##### MATERIALS PROVIDED #####

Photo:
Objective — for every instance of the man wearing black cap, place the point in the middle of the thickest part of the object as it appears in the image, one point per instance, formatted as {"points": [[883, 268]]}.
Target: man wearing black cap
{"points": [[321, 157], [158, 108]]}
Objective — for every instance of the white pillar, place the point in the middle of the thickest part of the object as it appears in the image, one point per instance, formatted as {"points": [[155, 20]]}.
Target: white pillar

#####

• _WHAT THE TASK REQUIRES_:
Reproduce all of the data above line for line, without altering any character.

• _RESPONSE TO THE TASK_:
Photo:
Objective — for every instance of the man wearing black cap, place the point in the middle of the thickest part of the object as it appears in the image, one point per instance, formatted as {"points": [[883, 268]]}.
Target: man wearing black cap
{"points": [[321, 157], [158, 108]]}
Objective — for every instance of the white pillar, place the point in the middle of the thickest part of the object as it appears in the image, one point per instance, formatted as {"points": [[155, 20]]}.
Target: white pillar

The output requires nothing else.